So gesehen hatte die vom Verband Deutscher Sportjournalisten (VDS) angeregte Podiumsdiskussion mit dem Thema „Randsportart oder olympische Königsdisziplin? Die Leichtathletik auf dem Weg von Berlin nach London 2012“ durchaus eine Berechtigung und sorgte, wie konnte es auch anders sein, für unterschiedliche Betrachtungsweisen. Immerhin stand der Vorwurf im Raum, dass in den Medien im Vorhinein viel zu wenig über diese Weltmeisterschaft berichtet wurde, ganz im Gegensatz zur Fußball-WM vor drei Jahren, als ein wahres Gewitter von Informationen auf die Öffentlichkeit hernieder prasselte. Und zwar wochenlang.

● **ZU LÖSENDE AUFGABEN**
- 1) Erkläre in ein bis drei Sätzen, welchen Grund der Text über die Podiumsdiskussion zur Leichtathletik dafür nennt, dass diese Diskussion eine Berechtigung hatte.
- 2) Fasse den Absatz „So gesehen hatte die vom Verband“ aus dem Text über die Podiumsdiskussion als kurze Liste zusammen und behalte dabei die wichtigsten Fakten bei.
- 3) Setze den Text über die Podiumsdiskussion zur Leichtathletik nach seinem letzten Satz fort.
Die Daten sind eigenständiges Material und gehören nicht zum Text.

● **EXTRAHIERTE INFORMATIONEN**
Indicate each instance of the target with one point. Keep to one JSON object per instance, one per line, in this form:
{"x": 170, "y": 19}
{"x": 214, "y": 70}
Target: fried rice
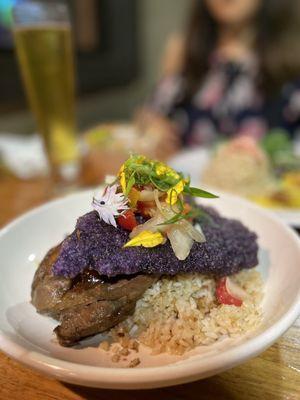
{"x": 179, "y": 313}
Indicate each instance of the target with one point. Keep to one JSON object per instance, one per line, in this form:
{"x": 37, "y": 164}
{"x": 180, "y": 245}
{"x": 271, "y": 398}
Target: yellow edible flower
{"x": 172, "y": 194}
{"x": 163, "y": 169}
{"x": 146, "y": 239}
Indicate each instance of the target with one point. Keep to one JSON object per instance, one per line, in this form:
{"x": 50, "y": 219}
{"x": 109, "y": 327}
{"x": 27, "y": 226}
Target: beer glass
{"x": 43, "y": 40}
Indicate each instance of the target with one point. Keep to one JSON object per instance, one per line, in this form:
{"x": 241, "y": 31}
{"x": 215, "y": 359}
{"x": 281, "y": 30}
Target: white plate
{"x": 27, "y": 336}
{"x": 193, "y": 162}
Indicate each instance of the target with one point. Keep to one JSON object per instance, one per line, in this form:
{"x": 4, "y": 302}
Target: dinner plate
{"x": 27, "y": 336}
{"x": 192, "y": 162}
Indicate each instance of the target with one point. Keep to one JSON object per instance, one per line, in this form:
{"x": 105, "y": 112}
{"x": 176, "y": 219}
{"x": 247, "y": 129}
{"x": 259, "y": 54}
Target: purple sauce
{"x": 229, "y": 247}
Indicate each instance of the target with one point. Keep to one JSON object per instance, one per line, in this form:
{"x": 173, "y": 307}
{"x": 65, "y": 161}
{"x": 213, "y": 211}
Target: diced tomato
{"x": 145, "y": 208}
{"x": 127, "y": 220}
{"x": 224, "y": 297}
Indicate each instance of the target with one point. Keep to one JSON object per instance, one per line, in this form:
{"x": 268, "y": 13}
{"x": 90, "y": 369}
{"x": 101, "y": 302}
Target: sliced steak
{"x": 89, "y": 303}
{"x": 86, "y": 320}
{"x": 48, "y": 289}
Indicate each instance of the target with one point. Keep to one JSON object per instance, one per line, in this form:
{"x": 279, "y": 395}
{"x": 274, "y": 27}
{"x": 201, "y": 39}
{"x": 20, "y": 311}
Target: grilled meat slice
{"x": 48, "y": 289}
{"x": 89, "y": 303}
{"x": 85, "y": 320}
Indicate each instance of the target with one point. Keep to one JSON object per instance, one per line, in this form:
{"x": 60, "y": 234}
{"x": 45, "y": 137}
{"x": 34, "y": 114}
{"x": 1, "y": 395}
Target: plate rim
{"x": 151, "y": 377}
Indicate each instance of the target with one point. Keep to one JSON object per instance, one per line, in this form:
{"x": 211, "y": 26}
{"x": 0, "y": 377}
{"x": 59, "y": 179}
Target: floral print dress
{"x": 227, "y": 104}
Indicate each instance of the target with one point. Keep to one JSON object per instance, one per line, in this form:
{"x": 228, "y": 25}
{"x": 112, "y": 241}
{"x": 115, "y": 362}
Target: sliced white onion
{"x": 192, "y": 232}
{"x": 181, "y": 243}
{"x": 148, "y": 195}
{"x": 235, "y": 290}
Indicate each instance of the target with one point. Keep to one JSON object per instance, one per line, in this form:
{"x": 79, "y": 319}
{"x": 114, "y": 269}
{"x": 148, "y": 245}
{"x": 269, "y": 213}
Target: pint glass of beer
{"x": 43, "y": 41}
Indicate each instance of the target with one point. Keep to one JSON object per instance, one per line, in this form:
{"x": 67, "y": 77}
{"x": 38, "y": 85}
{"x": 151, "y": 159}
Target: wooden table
{"x": 275, "y": 374}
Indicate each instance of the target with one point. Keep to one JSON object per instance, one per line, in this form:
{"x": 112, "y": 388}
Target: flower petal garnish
{"x": 172, "y": 194}
{"x": 110, "y": 205}
{"x": 122, "y": 177}
{"x": 146, "y": 239}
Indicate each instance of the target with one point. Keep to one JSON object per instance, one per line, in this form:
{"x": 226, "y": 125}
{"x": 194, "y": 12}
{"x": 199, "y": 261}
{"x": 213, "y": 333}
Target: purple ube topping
{"x": 229, "y": 247}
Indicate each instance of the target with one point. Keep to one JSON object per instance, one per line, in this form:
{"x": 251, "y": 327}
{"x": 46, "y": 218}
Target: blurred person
{"x": 236, "y": 72}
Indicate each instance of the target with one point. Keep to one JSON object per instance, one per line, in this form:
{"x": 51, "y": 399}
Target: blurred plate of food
{"x": 267, "y": 172}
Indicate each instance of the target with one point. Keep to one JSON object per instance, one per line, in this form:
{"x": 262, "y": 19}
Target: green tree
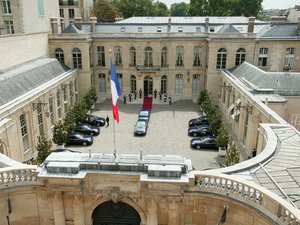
{"x": 232, "y": 155}
{"x": 179, "y": 9}
{"x": 104, "y": 11}
{"x": 44, "y": 149}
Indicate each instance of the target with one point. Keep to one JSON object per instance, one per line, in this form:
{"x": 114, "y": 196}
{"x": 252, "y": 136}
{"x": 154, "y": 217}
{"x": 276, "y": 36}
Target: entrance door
{"x": 120, "y": 213}
{"x": 148, "y": 86}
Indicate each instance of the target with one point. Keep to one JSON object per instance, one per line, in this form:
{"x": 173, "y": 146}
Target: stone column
{"x": 78, "y": 210}
{"x": 58, "y": 209}
{"x": 152, "y": 216}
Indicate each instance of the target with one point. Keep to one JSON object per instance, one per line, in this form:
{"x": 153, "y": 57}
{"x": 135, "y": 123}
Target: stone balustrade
{"x": 250, "y": 193}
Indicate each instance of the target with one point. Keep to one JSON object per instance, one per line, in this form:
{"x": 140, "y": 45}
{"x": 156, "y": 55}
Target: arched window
{"x": 163, "y": 84}
{"x": 59, "y": 55}
{"x": 148, "y": 57}
{"x": 164, "y": 62}
{"x": 221, "y": 58}
{"x": 77, "y": 62}
{"x": 240, "y": 56}
{"x": 132, "y": 57}
{"x": 132, "y": 84}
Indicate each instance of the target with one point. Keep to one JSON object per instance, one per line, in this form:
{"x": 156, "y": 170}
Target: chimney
{"x": 251, "y": 22}
{"x": 54, "y": 27}
{"x": 93, "y": 21}
{"x": 62, "y": 23}
{"x": 78, "y": 22}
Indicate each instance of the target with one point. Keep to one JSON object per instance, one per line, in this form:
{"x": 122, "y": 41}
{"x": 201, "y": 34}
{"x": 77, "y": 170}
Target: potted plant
{"x": 222, "y": 140}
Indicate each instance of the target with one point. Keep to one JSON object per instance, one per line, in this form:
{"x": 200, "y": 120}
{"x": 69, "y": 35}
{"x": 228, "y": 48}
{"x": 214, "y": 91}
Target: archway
{"x": 119, "y": 213}
{"x": 148, "y": 86}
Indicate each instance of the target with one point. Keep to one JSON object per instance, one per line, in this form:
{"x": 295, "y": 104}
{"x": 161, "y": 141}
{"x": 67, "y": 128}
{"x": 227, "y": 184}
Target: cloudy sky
{"x": 267, "y": 4}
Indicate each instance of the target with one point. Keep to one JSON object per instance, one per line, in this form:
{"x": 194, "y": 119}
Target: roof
{"x": 26, "y": 77}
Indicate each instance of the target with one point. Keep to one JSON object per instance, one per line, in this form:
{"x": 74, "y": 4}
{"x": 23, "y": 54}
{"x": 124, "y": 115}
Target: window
{"x": 240, "y": 56}
{"x": 59, "y": 55}
{"x": 221, "y": 58}
{"x": 132, "y": 57}
{"x": 41, "y": 7}
{"x": 40, "y": 119}
{"x": 164, "y": 52}
{"x": 289, "y": 58}
{"x": 179, "y": 55}
{"x": 118, "y": 55}
{"x": 163, "y": 84}
{"x": 77, "y": 58}
{"x": 178, "y": 84}
{"x": 132, "y": 84}
{"x": 148, "y": 57}
{"x": 196, "y": 84}
{"x": 24, "y": 132}
{"x": 263, "y": 56}
{"x": 9, "y": 26}
{"x": 101, "y": 55}
{"x": 71, "y": 14}
{"x": 6, "y": 7}
{"x": 197, "y": 56}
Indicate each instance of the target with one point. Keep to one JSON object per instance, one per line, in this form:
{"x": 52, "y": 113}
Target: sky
{"x": 267, "y": 4}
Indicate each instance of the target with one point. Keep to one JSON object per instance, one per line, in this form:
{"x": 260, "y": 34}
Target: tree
{"x": 104, "y": 11}
{"x": 179, "y": 9}
{"x": 44, "y": 149}
{"x": 232, "y": 155}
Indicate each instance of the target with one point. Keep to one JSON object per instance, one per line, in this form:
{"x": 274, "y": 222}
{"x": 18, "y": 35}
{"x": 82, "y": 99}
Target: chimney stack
{"x": 54, "y": 28}
{"x": 251, "y": 22}
{"x": 78, "y": 22}
{"x": 93, "y": 21}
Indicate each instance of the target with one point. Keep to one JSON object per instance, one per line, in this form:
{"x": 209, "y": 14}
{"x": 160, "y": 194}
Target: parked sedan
{"x": 140, "y": 128}
{"x": 75, "y": 138}
{"x": 202, "y": 120}
{"x": 85, "y": 128}
{"x": 94, "y": 120}
{"x": 207, "y": 142}
{"x": 199, "y": 131}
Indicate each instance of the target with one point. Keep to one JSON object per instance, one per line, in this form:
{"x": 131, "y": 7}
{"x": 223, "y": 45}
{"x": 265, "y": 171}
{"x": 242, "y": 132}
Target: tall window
{"x": 289, "y": 58}
{"x": 163, "y": 84}
{"x": 164, "y": 62}
{"x": 6, "y": 7}
{"x": 59, "y": 55}
{"x": 148, "y": 57}
{"x": 77, "y": 63}
{"x": 240, "y": 56}
{"x": 9, "y": 26}
{"x": 221, "y": 58}
{"x": 132, "y": 84}
{"x": 40, "y": 119}
{"x": 24, "y": 132}
{"x": 132, "y": 57}
{"x": 197, "y": 62}
{"x": 263, "y": 56}
{"x": 118, "y": 56}
{"x": 196, "y": 84}
{"x": 179, "y": 55}
{"x": 178, "y": 84}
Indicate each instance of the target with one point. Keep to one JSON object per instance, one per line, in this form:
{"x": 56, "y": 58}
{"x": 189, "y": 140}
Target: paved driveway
{"x": 167, "y": 132}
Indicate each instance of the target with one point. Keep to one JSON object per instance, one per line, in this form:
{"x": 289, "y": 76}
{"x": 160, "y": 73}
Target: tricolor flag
{"x": 116, "y": 91}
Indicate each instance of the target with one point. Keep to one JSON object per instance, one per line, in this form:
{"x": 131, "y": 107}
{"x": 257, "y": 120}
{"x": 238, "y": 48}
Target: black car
{"x": 207, "y": 142}
{"x": 140, "y": 128}
{"x": 94, "y": 120}
{"x": 199, "y": 131}
{"x": 75, "y": 138}
{"x": 85, "y": 128}
{"x": 202, "y": 120}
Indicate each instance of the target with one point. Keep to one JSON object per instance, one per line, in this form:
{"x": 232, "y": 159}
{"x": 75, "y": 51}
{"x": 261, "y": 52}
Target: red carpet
{"x": 147, "y": 103}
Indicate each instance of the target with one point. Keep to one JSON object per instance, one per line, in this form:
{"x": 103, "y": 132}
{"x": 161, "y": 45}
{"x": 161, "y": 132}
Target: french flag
{"x": 116, "y": 91}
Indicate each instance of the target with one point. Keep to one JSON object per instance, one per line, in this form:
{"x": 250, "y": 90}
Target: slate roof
{"x": 24, "y": 78}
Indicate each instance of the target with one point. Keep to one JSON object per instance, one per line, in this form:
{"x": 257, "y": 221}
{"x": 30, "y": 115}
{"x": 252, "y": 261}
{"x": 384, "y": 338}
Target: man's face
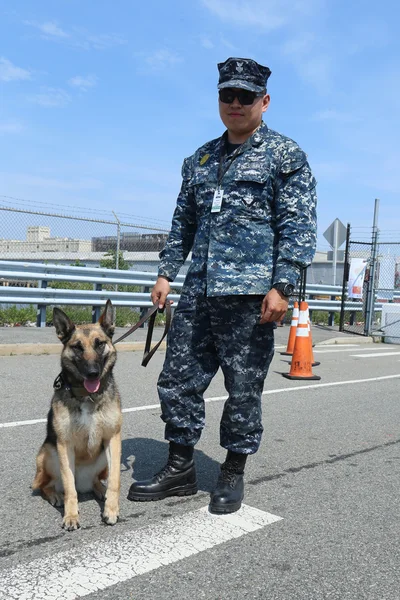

● **ERGEBNISSE**
- 1) Es stand der Vorwurf im Raum, dass die Medien im Vorhinein viel zu wenig über die Weltmeisterschaft berichtet hatten. Bei der Fußball-WM drei Jahre zuvor war die Öffentlichkeit dagegen wochenlang mit Informationen überschüttet worden.

- 2)
- Der Verband Deutscher Sportjournalisten (VDS) regte eine Podiumsdiskussion an.
- Ihr Thema lautete: „Randsportart oder olympische Königsdisziplin? Die Leichtathletik auf dem Weg von Berlin nach London 2012“.
- Die Diskussion hatte durchaus eine Berechtigung und brachte unterschiedliche Betrachtungsweisen hervor.
- Es stand der Vorwurf im Raum, die Medien hätten im Vorhinein viel zu wenig über die Weltmeisterschaft berichtet.
- Bei der Fußball-WM drei Jahre zuvor war die Öffentlichkeit dagegen wochenlang mit Informationen überhäuft worden.

- 3)
Der Zehnkampf-Olympiasieger von 1988, Christian Schenk, gebürtiger Rostocker, der jetzt in Berlin lebt und sich mit seiner Agentur dem Sportmarketing verschrieben hat, bemängelte vor allem, dass es im Vorfeld dieses Topereignisses, auch von Verbandsseite, versäumt worden sei, die im Frühjahr und vor allem nach der Hallen-EM in Turin vorhandene Freude weiter zu entfachen, die Athleten in den Werbungsmechanismus entsprechend einzubinden und sie bei großen Fernsehsendungen wie „Wetten dass“ ins Rampenlicht zu bringen, um so den Aufmerksamkeits-grad zu erhöhen. Und dann fragte der zweifache Vater provokativ in die Runde: „Wer auf der Straße kennt denn schon eine Ariane Friedrich oder einen Sebastian Bayer?“ Seine Antwort: Kaum jemand. Vielleicht fünf Prozent.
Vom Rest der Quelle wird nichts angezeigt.